===== Study material

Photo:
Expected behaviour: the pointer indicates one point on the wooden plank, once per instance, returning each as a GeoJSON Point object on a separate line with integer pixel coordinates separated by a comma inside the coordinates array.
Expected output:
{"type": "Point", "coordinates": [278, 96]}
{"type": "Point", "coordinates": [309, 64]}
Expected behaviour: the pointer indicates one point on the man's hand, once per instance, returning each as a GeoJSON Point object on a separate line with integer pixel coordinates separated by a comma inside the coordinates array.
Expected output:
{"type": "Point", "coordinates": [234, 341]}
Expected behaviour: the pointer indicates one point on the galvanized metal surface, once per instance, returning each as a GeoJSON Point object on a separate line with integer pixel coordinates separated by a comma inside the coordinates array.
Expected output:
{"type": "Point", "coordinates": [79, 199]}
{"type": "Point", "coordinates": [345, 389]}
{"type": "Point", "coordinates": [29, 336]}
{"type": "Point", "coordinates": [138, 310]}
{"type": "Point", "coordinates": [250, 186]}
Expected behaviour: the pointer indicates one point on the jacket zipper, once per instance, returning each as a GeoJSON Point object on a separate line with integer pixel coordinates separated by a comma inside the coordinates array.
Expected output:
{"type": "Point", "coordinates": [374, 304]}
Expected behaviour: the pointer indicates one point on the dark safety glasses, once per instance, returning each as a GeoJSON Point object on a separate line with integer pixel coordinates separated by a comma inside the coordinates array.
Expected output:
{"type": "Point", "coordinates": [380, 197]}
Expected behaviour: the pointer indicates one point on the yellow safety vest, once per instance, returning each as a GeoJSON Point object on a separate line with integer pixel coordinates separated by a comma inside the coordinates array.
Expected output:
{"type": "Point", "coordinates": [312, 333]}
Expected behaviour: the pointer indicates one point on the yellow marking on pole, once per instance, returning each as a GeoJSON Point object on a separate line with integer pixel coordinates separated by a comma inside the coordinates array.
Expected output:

==========

Task.
Set the data down once more, exactly as it stands.

Answer below.
Photo:
Expected behaviour: the pointer indicates one point on the wooden plank, once per instance, returning each as a GeoJSON Point object on a separate line with integer pixel coordinates separated by a comma inside the coordinates array.
Expected output:
{"type": "Point", "coordinates": [278, 96]}
{"type": "Point", "coordinates": [309, 64]}
Expected behaviour: the pointer indicates one point on the man's hand, once per instance, returning each as a GeoJSON Point object on a separate line with integer pixel coordinates separated by a comma inside the coordinates array.
Expected output:
{"type": "Point", "coordinates": [234, 341]}
Expected behaviour: the pointer indicates one point on the galvanized metal surface, once per instance, returning each as a GeoJSON Point object on a separate line with integer pixel coordinates separated by a comma inside the coordinates array.
Expected output:
{"type": "Point", "coordinates": [79, 199]}
{"type": "Point", "coordinates": [345, 389]}
{"type": "Point", "coordinates": [29, 336]}
{"type": "Point", "coordinates": [138, 310]}
{"type": "Point", "coordinates": [250, 186]}
Expected behaviour: the pointer indicates one point on the jacket zipper, once per instance, returning each as a GeoJSON Point object on a separate line with integer pixel coordinates separated by a comma inside the coordinates array.
Expected output:
{"type": "Point", "coordinates": [374, 304]}
Expected behaviour: the pointer indicates one point on the dark safety glasses, once per instance, returning each as a GeoJSON Point object on a separate line with integer pixel coordinates separated by a comma inside the coordinates array.
Expected output:
{"type": "Point", "coordinates": [380, 197]}
Expected behaviour: the pointer indicates one point on the yellow safety vest, once per instance, returning each as a GeoJSON Point object on a separate line with integer pixel coordinates separated by a comma inside the coordinates array.
Expected output:
{"type": "Point", "coordinates": [312, 333]}
Expected behaviour: the pointer indicates one point on the yellow marking on pole, once per instance, returning each as a GeoJSON Point object on a separate line with integer pixel coordinates separated by a comma inside the coordinates array.
Expected output:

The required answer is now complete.